Exactly as written, output each of the entries below.

Region pointing data
/---
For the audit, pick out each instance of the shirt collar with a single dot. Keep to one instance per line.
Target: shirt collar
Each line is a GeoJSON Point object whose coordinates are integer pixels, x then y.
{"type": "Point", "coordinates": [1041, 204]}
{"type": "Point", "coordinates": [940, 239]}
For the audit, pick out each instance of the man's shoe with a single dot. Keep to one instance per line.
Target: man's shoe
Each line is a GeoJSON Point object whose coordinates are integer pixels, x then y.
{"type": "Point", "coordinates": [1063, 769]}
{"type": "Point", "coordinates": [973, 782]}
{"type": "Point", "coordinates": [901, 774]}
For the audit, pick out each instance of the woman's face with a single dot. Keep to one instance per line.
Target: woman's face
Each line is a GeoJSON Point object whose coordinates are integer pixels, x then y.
\---
*RESULT*:
For the audit, pick out each instance of the shirt collar with a single dot. Keep to one instance per line.
Target: shirt collar
Each line is a GeoJSON Point object whose coordinates are integer pixels, x then y.
{"type": "Point", "coordinates": [1041, 204]}
{"type": "Point", "coordinates": [940, 239]}
For the audit, pick out each instance of the man's shoe with a single dot. Keep to one instance per line.
Target: man's shoe
Each line is a GeoJSON Point object whose coordinates are integer pixels, x then y.
{"type": "Point", "coordinates": [1063, 769]}
{"type": "Point", "coordinates": [973, 782]}
{"type": "Point", "coordinates": [901, 774]}
For the audit, pick out each instance of the woman's face with a single dot. Keep to one instance per line.
Target: woman's face
Each line is a GeoJSON Point object whose coordinates are integer pixels, x then y.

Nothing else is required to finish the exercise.